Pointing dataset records
— BEGIN —
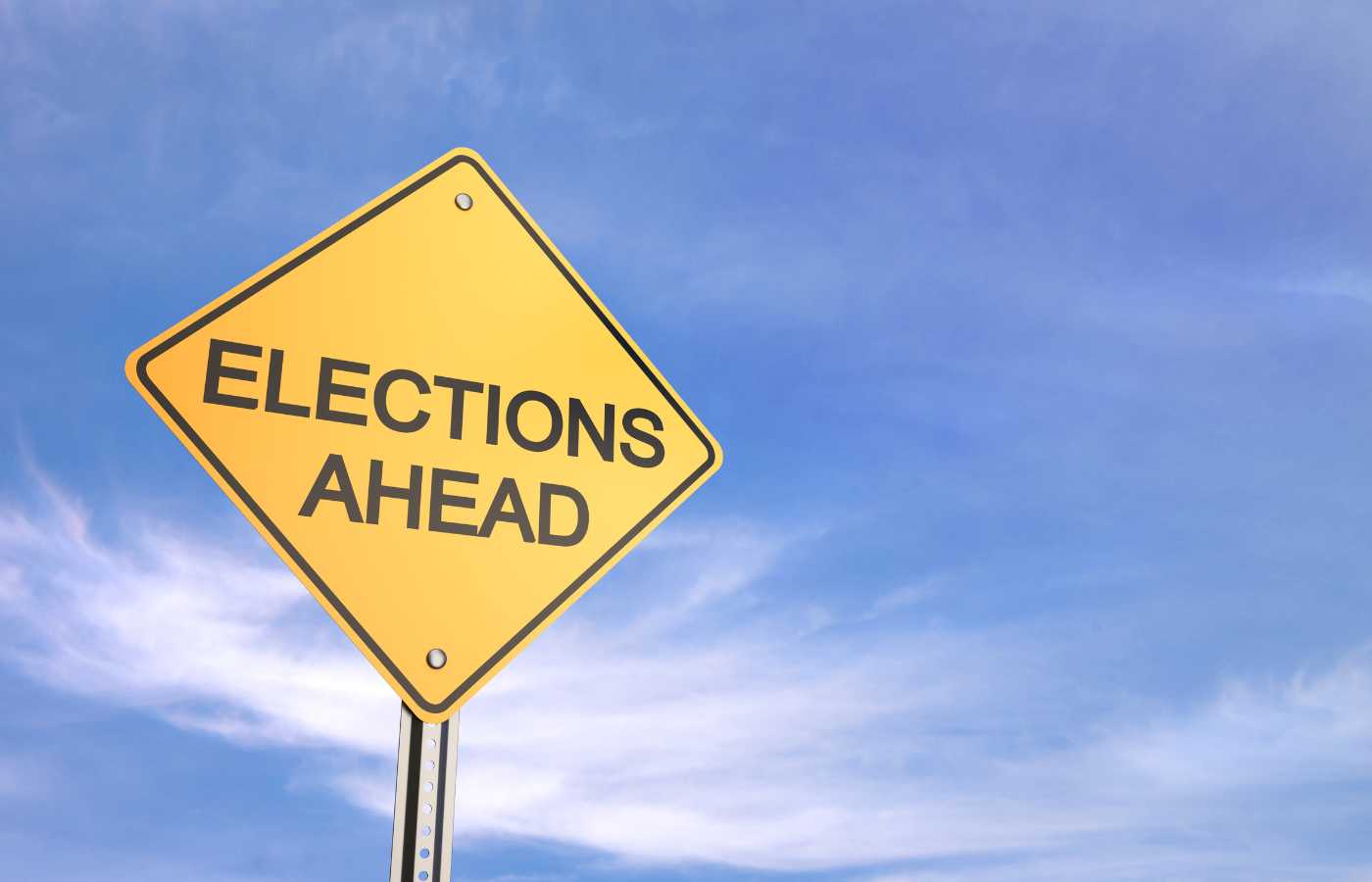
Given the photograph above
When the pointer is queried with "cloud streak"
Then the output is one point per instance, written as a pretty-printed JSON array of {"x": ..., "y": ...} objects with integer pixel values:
[{"x": 655, "y": 738}]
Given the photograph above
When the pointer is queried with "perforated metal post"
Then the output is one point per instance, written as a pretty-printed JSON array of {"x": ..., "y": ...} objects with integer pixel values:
[{"x": 425, "y": 783}]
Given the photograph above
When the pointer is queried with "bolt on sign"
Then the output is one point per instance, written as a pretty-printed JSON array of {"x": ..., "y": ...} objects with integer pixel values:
[{"x": 435, "y": 422}]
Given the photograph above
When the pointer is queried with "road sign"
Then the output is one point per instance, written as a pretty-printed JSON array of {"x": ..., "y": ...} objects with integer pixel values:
[{"x": 434, "y": 421}]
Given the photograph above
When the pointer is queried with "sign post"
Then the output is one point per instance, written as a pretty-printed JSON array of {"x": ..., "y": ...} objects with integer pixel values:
[
  {"x": 442, "y": 431},
  {"x": 425, "y": 782}
]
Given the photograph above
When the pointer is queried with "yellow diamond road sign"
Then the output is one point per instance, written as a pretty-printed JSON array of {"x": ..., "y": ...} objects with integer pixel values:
[{"x": 435, "y": 422}]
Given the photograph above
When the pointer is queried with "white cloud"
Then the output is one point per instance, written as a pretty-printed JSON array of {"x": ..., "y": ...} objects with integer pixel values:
[{"x": 704, "y": 735}]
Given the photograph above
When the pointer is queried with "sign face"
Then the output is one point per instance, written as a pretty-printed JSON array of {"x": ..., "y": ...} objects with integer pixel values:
[{"x": 435, "y": 422}]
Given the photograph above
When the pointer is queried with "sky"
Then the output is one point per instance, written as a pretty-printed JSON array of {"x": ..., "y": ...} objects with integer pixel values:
[{"x": 1039, "y": 338}]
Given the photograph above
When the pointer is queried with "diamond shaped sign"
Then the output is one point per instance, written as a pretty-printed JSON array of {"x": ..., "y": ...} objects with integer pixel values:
[{"x": 434, "y": 421}]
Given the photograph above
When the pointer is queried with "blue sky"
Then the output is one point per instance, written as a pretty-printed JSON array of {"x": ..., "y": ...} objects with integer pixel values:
[{"x": 1039, "y": 339}]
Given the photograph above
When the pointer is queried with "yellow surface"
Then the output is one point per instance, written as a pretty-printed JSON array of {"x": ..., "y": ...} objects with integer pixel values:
[{"x": 411, "y": 281}]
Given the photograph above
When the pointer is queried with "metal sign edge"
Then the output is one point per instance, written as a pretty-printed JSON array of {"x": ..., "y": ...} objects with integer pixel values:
[{"x": 136, "y": 370}]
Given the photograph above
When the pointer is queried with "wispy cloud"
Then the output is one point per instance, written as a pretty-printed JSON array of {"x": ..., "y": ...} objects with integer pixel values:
[{"x": 736, "y": 742}]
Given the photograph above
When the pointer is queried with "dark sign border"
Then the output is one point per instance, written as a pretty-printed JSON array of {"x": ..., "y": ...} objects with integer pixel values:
[{"x": 299, "y": 559}]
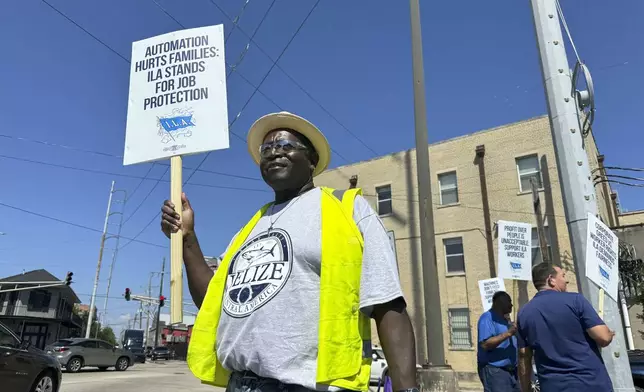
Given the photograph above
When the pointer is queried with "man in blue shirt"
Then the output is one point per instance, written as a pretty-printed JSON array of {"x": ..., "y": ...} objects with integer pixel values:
[
  {"x": 565, "y": 333},
  {"x": 497, "y": 347}
]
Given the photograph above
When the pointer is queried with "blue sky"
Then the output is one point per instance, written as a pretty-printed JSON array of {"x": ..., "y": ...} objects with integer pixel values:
[{"x": 60, "y": 86}]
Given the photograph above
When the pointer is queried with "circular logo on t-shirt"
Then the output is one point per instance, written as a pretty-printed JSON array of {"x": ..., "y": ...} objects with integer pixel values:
[{"x": 257, "y": 272}]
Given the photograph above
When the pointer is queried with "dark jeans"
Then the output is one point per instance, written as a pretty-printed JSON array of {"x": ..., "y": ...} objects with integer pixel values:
[
  {"x": 250, "y": 382},
  {"x": 496, "y": 379}
]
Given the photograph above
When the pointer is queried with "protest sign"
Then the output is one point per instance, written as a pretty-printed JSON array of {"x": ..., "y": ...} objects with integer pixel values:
[
  {"x": 177, "y": 102},
  {"x": 601, "y": 256},
  {"x": 488, "y": 287},
  {"x": 515, "y": 250},
  {"x": 177, "y": 106}
]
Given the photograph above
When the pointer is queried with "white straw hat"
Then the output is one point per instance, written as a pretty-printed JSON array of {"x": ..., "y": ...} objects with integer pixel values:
[{"x": 286, "y": 120}]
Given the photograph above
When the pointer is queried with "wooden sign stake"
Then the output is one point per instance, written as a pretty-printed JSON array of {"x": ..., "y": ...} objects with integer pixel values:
[
  {"x": 601, "y": 304},
  {"x": 176, "y": 244}
]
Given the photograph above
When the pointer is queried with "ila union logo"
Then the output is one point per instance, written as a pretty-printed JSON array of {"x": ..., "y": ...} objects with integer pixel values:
[{"x": 175, "y": 125}]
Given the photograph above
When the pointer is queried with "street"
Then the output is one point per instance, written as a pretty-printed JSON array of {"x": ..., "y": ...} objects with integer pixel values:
[
  {"x": 170, "y": 376},
  {"x": 161, "y": 376}
]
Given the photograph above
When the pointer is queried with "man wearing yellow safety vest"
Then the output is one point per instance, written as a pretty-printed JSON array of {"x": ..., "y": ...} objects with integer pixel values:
— END —
Request
Output every entry verbatim. Pictures do not belong in the copy.

Expected output
Given the photograph above
When the pointer is queried with "cloud streak"
Then the output is one point per instance, written as a pretty-printed JSON array of {"x": ..., "y": ...} objects with integer pixel values:
[{"x": 655, "y": 738}]
Given the photograph above
When the pointer is queried with "perforated metal post"
Then the output is one point per instance, written as a pretty-printed JSON array of {"x": ..., "y": ...} objects with integer pixel values:
[{"x": 425, "y": 783}]
Given the photograph above
When the pointer is queried with "bolt on sign"
Then the output is one point per instance, written as a pretty-printed JSON array of {"x": ..., "y": ...} objects with integer pixel values:
[{"x": 435, "y": 422}]
Given the photograph above
When the pointer is queried with "road sign"
Then the output is one point per instance, written as a pretty-printed JSON array of {"x": ..., "y": ...} objects with integer pixel values:
[{"x": 434, "y": 421}]
Given the photograph above
When the pointer is queried with "sign post"
Then the output is one point per instance, written as a pretty-printed JSON array of {"x": ..., "y": ...} objects with integer pixel values:
[
  {"x": 442, "y": 431},
  {"x": 425, "y": 782}
]
Given the photograph above
When the pointer is queried with "yellow diamond road sign"
Then the output is one point per instance, written as a pretty-printed JSON array of {"x": ..., "y": ...} objects with integer pixel values:
[{"x": 435, "y": 422}]
Given the photograph above
When the pointer is queried with "white cloud"
Then the output is one point per instance, written as a pretty-printed JSON array of {"x": ..., "y": ...} objects with integer pixel values:
[{"x": 704, "y": 735}]
Given the photograph above
When the pointer is queried with "sign face"
Then the output is one point per instance, written as a pretty-printed JSON array of {"x": ..., "y": ...} objects with integer pixel values:
[{"x": 435, "y": 422}]
Given the photograph above
When the pointer is queried with "sky"
Then the output is one point per instance, written as a pretty-printed JSON array of {"x": ..., "y": ...} objects with integer pixel values:
[{"x": 1039, "y": 338}]
Given the photograph above
When the pointer is queried with "diamond shaped sign"
Then the output is one point per instance, written as a pretty-printed JSON array of {"x": ..., "y": ...} objects with integer pixel values:
[{"x": 434, "y": 421}]
Given the photograph above
When the pointer is queried with "blue sky"
Then the output is one point per instance, written as a pretty-printed JSON array of {"x": ..., "y": ...} objects with integer pixel values:
[{"x": 1039, "y": 339}]
Given the photograph above
When the pointer is queried with "yellow surface"
Then the output is one point per instance, written as a pretty-printed JSON array of {"x": ..., "y": ...} objects with integer pixel values:
[{"x": 411, "y": 281}]
Given the photograph above
When the pointer is queried with "metal sign edge"
Then the output is one point per instance, written as a pretty-printed JSON array of {"x": ..., "y": ...} objects with integer pixel values:
[{"x": 136, "y": 370}]
Given the photograph above
When the pointer is queried with "wispy cloud"
Then the output is one point per instance, written as a pretty-printed JSON array of {"x": ..., "y": ...} objects with integer pixel values:
[{"x": 736, "y": 742}]
Given the photograph above
When the pointer is queried with "dark sign border"
Then the output is one point per instance, written as a pretty-printed JSON array of {"x": ..., "y": ...} objects with integer pixel values:
[{"x": 299, "y": 559}]
Given the photograph above
When the pointer is queried with "man in blue shirt"
Then the output is one point per instance, written as a pretty-printed JSON array of {"x": ..., "y": ...} objects with integer pixel values:
[
  {"x": 565, "y": 333},
  {"x": 497, "y": 347}
]
Given the photograph above
When the pointer is queried with "blue sky"
Then the output is one point per instance, written as a pretty-printed JSON array of {"x": ..., "y": ...} objects with integer pixel values:
[{"x": 60, "y": 86}]
Given the photograph above
When the pointer is queried with "circular logo on t-shirt"
Then the output is one point per instance, written as a pretty-printed JSON array of {"x": ..., "y": ...} objects with integer pixel values:
[{"x": 257, "y": 272}]
Given the photograph above
When the pointer is queried with "dark jeans"
Then the output is one point per instance, written as a pretty-printed JSON array of {"x": ..., "y": ...} objects with integer pixel values:
[
  {"x": 250, "y": 382},
  {"x": 496, "y": 379}
]
Given the photograph above
When the pointer is queried with "protest sign"
Then the output is one point per instance, written as a pretty-printed JSON array of {"x": ..., "y": ...} objects with integer pixel values:
[
  {"x": 177, "y": 102},
  {"x": 601, "y": 256},
  {"x": 488, "y": 287},
  {"x": 515, "y": 250},
  {"x": 177, "y": 106}
]
Given the photograph above
When the pointer is queried with "white straw hat"
Then the output is one point per instance, written as a pretty-printed JSON array of {"x": ..., "y": ...} objects with integer pixel values:
[{"x": 286, "y": 120}]
Given the photograph above
When the pointer is queried with "wooden sign stake"
Then the output is one point per instance, written as a pretty-printed JSON array of {"x": ..., "y": ...} objects with integer pixel values:
[
  {"x": 601, "y": 304},
  {"x": 176, "y": 244}
]
Given the photograph above
When the pointer is queried with "ila union logo"
Then the output is one point per instance, written as a pretty-printed JSON array of {"x": ..., "y": ...} objects with integer pixel values:
[{"x": 175, "y": 125}]
Given the photograph above
When the pointer is queried with "street"
Then the output is one point per instance, written as a pretty-printed JSON array of {"x": ..., "y": ...} objects with integer pixel values:
[
  {"x": 170, "y": 376},
  {"x": 161, "y": 376}
]
Given the photograph above
When the pointer is queried with "man wearing yellow safety vest"
Then the output is one point per instance, written as a pretty-printed JSON array of {"x": ..., "y": ...} objects with integer pixel values:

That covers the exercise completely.